##### Material provided

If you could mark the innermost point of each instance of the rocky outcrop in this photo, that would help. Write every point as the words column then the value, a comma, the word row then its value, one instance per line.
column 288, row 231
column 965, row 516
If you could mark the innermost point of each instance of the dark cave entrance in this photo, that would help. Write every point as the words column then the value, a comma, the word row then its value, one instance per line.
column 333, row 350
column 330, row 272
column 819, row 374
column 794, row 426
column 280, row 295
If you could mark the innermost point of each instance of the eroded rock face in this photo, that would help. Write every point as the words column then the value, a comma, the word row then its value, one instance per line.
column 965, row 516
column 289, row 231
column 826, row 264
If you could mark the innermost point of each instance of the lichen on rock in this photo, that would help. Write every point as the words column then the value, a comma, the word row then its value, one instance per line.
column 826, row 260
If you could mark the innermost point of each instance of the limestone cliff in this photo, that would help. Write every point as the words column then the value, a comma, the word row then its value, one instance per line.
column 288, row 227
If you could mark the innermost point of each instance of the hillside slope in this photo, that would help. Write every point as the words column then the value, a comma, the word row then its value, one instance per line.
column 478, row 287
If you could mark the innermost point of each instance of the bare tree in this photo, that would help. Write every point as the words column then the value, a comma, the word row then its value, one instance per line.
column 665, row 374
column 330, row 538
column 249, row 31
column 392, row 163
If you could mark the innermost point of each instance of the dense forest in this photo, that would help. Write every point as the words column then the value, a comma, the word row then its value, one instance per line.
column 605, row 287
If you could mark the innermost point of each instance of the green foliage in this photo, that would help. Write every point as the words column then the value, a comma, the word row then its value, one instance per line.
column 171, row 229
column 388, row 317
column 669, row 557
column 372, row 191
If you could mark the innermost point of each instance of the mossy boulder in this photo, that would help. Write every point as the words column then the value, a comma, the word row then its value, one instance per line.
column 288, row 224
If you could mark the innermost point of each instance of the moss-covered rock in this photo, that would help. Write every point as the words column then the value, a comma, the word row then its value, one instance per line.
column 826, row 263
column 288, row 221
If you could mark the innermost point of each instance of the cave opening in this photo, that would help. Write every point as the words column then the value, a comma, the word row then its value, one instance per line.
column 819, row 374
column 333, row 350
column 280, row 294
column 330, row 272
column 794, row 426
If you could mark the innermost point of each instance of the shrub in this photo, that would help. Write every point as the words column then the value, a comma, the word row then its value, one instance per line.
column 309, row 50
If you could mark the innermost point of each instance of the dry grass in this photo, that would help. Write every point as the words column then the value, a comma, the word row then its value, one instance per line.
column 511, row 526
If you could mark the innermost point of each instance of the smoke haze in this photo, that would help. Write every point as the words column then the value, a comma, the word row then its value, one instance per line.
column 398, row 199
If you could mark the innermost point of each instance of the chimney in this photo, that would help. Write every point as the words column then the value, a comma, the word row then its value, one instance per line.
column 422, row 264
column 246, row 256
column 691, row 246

##########

Try it. This exercise calls for repeating every line of the data exactly.

Response area.
If you could mark the innermost point of each instance of the rocky outcrop in this photo, that would help. Write every point as the words column then the value, a comma, the word row then its value, one instance per line.
column 288, row 231
column 965, row 516
If you could mark the innermost point of each instance of the dark cave entrance in this photo, that would help. Write every point as the words column then the value, a comma, the word row then its value, one instance per line.
column 333, row 350
column 330, row 272
column 819, row 374
column 794, row 426
column 280, row 295
If you could mark the innermost point of each instance of the eroded rock face in this photo, that would help. Write every point as the words column then the value, a comma, the word row then its value, one instance per line.
column 965, row 516
column 289, row 231
column 826, row 264
If you could mark the innermost point of each instance of the lichen on rock in this photo, that would help. Write every point as the words column then the value, a comma, the word row then its value, one instance per line.
column 826, row 260
If you could mark the innermost point of each instance of the limestone cliff in this photo, that would help. Write every point as the words column then the value, a comma, the word row then its value, one instance per line.
column 288, row 227
If you could mark the innermost point of each instance of the hillside slope in this photo, that would help. Write every point as the words column then the value, a comma, the word row then its value, one instance per line.
column 478, row 287
If you could mark the innermost point of each instance of the bare tree in this photo, that would help. Write every point as the words column then the value, a comma, the word row then its value, one instance per line.
column 665, row 374
column 330, row 538
column 249, row 31
column 392, row 163
If you could mark the innermost point of each instance of the dense forest in this photo, that would help. Write every point as the words column then the value, a comma, the word row then its value, one instance per line.
column 605, row 287
If you could mark the innermost point of each instance of the green foliage in this photo, that would help. Write every point as the words column then the value, a comma, the word row then its value, one instance per line.
column 171, row 229
column 388, row 317
column 669, row 557
column 372, row 191
If you could mark the innermost point of each instance of the mossy boulder in this photo, that would help. Write every point as the words column then the value, a comma, the word row then its value, one instance per line.
column 288, row 224
If you could mark the innermost point of each instance of the moss-covered rock in this photo, that would help. Write every point as the words column then the value, a comma, the word row then its value, one instance per line.
column 826, row 263
column 288, row 221
If you could mark the innermost point of each instance of the cave opening in this photo, that would help. Write every point as the words column then the value, a comma, the word row then its value, one instance per line.
column 819, row 374
column 333, row 350
column 280, row 294
column 330, row 272
column 794, row 426
If you could mark the innermost point of each instance of the shrub in this photo, that would help. Write every point as the words column then the value, a comma, the word row then its value, one instance per line.
column 309, row 50
If you could mark the innermost point of each instance of the dry grass in this photo, that would help. Write every point as the words column then the value, a comma, the word row then its value, one instance per line.
column 511, row 526
If you could mark the innermost point of each instance of the smoke haze in this photo, that would help. Write every point as the words column then the value, a comma, the word row then its value, one instance per line.
column 398, row 199
If you could mark the innermost point of each instance of the chimney in this photo, that would help. Write every point as the words column then the value, a comma, the word row then its value, one instance per line.
column 422, row 264
column 246, row 256
column 691, row 246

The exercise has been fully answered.